Locate each line in the records below that contains the string "before" and copy those lines. Case counts.

**Study material**
________________________
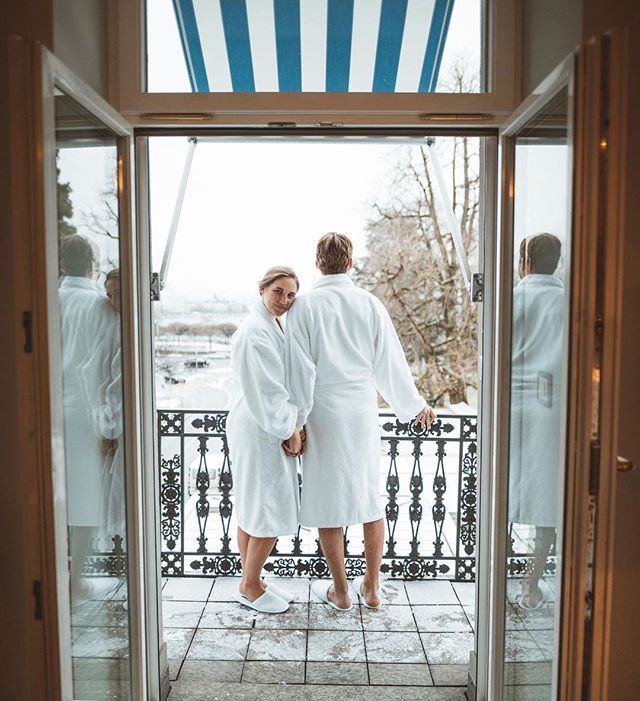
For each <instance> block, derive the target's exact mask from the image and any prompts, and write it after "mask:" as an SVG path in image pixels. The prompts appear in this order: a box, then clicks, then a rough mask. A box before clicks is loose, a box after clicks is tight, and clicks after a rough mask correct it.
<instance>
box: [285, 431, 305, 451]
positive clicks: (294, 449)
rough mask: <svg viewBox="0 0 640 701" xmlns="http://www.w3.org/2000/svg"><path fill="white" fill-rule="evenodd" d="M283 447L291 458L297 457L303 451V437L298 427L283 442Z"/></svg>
mask: <svg viewBox="0 0 640 701" xmlns="http://www.w3.org/2000/svg"><path fill="white" fill-rule="evenodd" d="M282 448H283V450H284V452H285V453H286V454H287V455H288V456H289V457H290V458H297V457H298V455H300V453H301V452H302V437H301V435H300V431H298V429H296V430H295V431H294V432H293V433H292V434H291V436H289V438H288V439H287V440H286V441H285V442H284V443H283V444H282Z"/></svg>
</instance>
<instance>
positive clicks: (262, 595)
mask: <svg viewBox="0 0 640 701" xmlns="http://www.w3.org/2000/svg"><path fill="white" fill-rule="evenodd" d="M237 602H238V603H239V604H242V606H246V607H247V608H250V609H253V610H254V611H259V612H260V613H284V612H285V611H286V610H287V609H288V608H289V602H288V601H285V600H284V599H281V598H280V597H279V596H277V595H276V594H274V593H273V592H270V591H269V590H268V589H267V590H266V591H265V593H264V594H263V595H262V596H259V597H258V598H257V599H256V600H255V601H250V600H249V599H247V597H246V596H243V595H242V594H240V596H238V598H237Z"/></svg>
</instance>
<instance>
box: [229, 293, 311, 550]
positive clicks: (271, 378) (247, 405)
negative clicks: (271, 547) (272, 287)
mask: <svg viewBox="0 0 640 701" xmlns="http://www.w3.org/2000/svg"><path fill="white" fill-rule="evenodd" d="M294 306H295V305H294ZM283 360H284V335H283V333H282V331H281V330H280V328H279V327H278V325H277V323H276V320H275V318H274V317H273V316H271V314H269V312H268V311H267V309H266V308H265V306H264V305H263V304H262V301H260V302H258V303H257V304H256V306H255V308H254V310H253V311H252V313H251V314H250V316H249V317H248V318H247V319H245V321H244V322H243V324H242V326H241V327H240V328H239V329H238V331H237V332H236V333H235V334H234V336H233V338H232V340H231V363H232V366H233V374H234V379H235V381H236V385H237V386H238V387H239V388H240V392H239V394H238V396H237V397H236V399H235V401H234V402H233V405H232V407H231V411H230V412H229V417H228V419H227V436H228V440H229V453H230V459H231V471H232V475H233V488H234V502H235V508H236V516H237V520H238V525H239V526H240V528H242V530H243V531H245V532H246V533H249V535H252V536H256V537H262V538H266V537H270V536H280V535H287V534H290V533H295V532H296V531H297V529H298V509H299V502H300V498H299V487H298V470H297V463H298V461H297V460H296V459H295V458H289V457H287V456H286V455H285V453H284V451H283V449H282V441H284V440H286V439H287V438H289V437H290V436H291V434H292V433H293V431H294V429H295V425H296V417H297V413H298V410H297V407H296V406H294V405H293V404H292V403H291V402H290V401H289V395H288V393H287V390H286V389H285V384H284V362H283Z"/></svg>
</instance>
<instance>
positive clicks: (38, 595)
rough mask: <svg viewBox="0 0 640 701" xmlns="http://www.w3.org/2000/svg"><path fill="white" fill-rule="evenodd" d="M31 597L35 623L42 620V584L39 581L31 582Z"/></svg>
mask: <svg viewBox="0 0 640 701" xmlns="http://www.w3.org/2000/svg"><path fill="white" fill-rule="evenodd" d="M33 597H34V599H35V603H36V605H35V611H34V617H35V619H36V621H41V620H42V582H41V581H40V580H39V579H36V580H34V582H33Z"/></svg>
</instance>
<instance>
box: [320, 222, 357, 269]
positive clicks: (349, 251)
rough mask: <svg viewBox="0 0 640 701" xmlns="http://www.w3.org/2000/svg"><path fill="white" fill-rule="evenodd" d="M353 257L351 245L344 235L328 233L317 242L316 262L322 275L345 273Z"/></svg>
mask: <svg viewBox="0 0 640 701" xmlns="http://www.w3.org/2000/svg"><path fill="white" fill-rule="evenodd" d="M352 255H353V244H352V243H351V241H350V240H349V239H348V238H347V237H346V236H345V235H344V234H336V233H335V232H333V231H332V232H330V233H328V234H325V235H324V236H322V237H321V238H320V240H319V241H318V245H317V246H316V262H317V263H318V267H319V268H320V271H321V272H322V273H323V274H324V275H336V274H339V273H346V272H347V270H348V269H349V261H350V260H351V257H352Z"/></svg>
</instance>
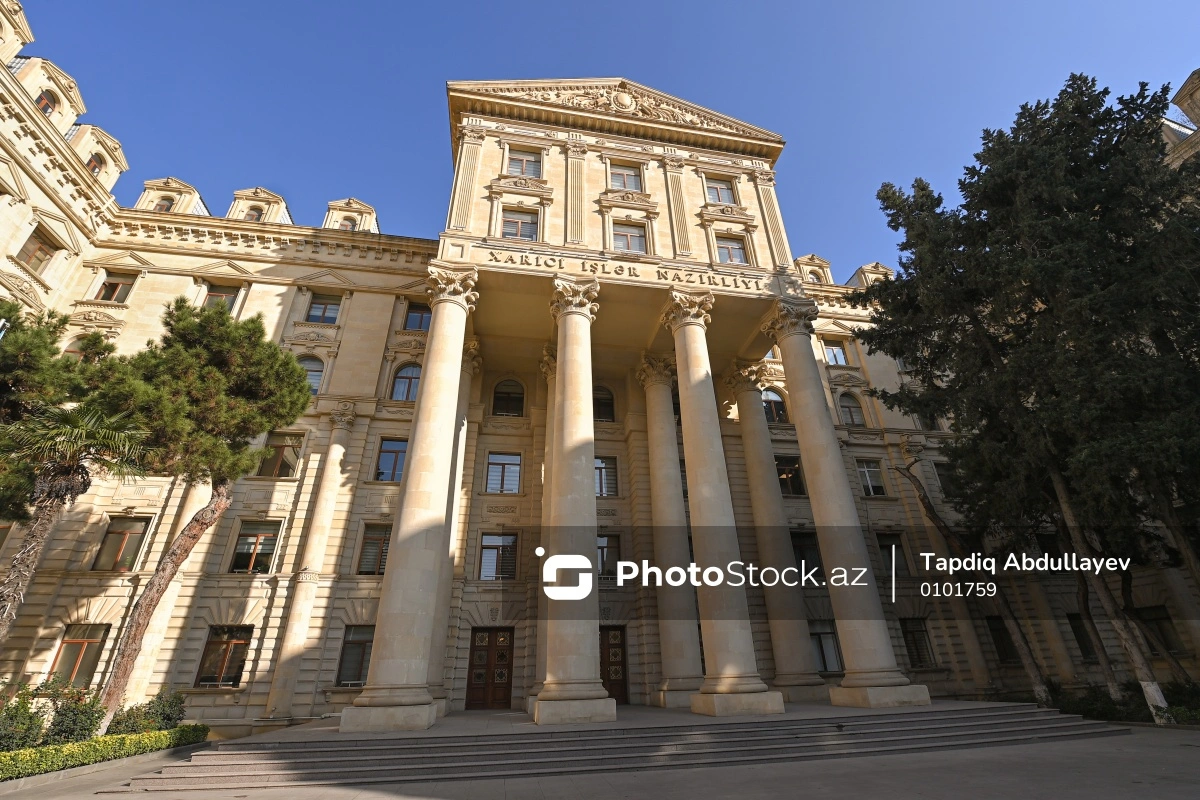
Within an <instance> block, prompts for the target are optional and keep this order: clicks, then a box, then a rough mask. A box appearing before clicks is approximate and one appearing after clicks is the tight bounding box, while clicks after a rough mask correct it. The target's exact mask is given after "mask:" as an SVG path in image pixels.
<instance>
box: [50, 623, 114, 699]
mask: <svg viewBox="0 0 1200 800" xmlns="http://www.w3.org/2000/svg"><path fill="white" fill-rule="evenodd" d="M109 627H110V626H109V625H67V628H66V631H65V632H64V633H62V644H60V645H59V651H58V652H56V654H55V655H54V664H53V666H52V667H50V673H53V674H55V675H61V676H62V679H64V680H67V681H71V685H72V686H78V687H80V688H86V687H88V685H89V684H91V679H92V678H94V676H95V674H96V664H98V663H100V654H101V652H102V651H103V650H104V639H107V638H108V630H109Z"/></svg>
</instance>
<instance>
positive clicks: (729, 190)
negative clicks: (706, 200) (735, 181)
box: [704, 178, 733, 203]
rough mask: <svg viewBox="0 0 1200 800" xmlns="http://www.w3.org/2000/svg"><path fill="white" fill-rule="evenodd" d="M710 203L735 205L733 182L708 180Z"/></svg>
mask: <svg viewBox="0 0 1200 800" xmlns="http://www.w3.org/2000/svg"><path fill="white" fill-rule="evenodd" d="M704 186H706V187H707V188H708V201H709V203H733V181H727V180H721V179H718V178H706V179H704Z"/></svg>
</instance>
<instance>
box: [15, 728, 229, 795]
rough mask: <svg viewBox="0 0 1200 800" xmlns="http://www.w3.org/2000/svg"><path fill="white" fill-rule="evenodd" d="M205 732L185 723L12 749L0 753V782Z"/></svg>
mask: <svg viewBox="0 0 1200 800" xmlns="http://www.w3.org/2000/svg"><path fill="white" fill-rule="evenodd" d="M208 735H209V727H208V726H204V724H185V726H180V727H178V728H173V729H170V730H151V732H149V733H133V734H121V735H115V736H96V738H95V739H89V740H88V741H76V742H71V744H67V745H49V746H46V747H30V748H26V750H16V751H13V752H11V753H0V781H12V780H14V778H19V777H28V776H30V775H42V774H43V772H54V771H56V770H65V769H71V768H72V766H84V765H86V764H96V763H98V762H108V760H112V759H114V758H128V757H130V756H140V754H142V753H152V752H155V751H156V750H167V748H168V747H180V746H182V745H194V744H198V742H202V741H204V740H205V739H206V738H208Z"/></svg>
________________________
**Reply**
For each <instance> block, derive the target's exact mask from the image and any prompts, and write it after "mask:" as an SVG path in image pixels. The prompts appear in this order: a box, then clicks, then a rough mask. A box before clicks is loose, a box after clicks is tight, and clicks after a rough mask correct it.
Within an <instance> block, prompts for the target are optional and keep this order: clicks, then a box, then a rough mask. A box appearing before clicks is approximate and one appearing after clicks is the tight bounding box, while clicks after a rough mask correct it. The target's exact mask is given after "mask:" as an SVG path in image pixels.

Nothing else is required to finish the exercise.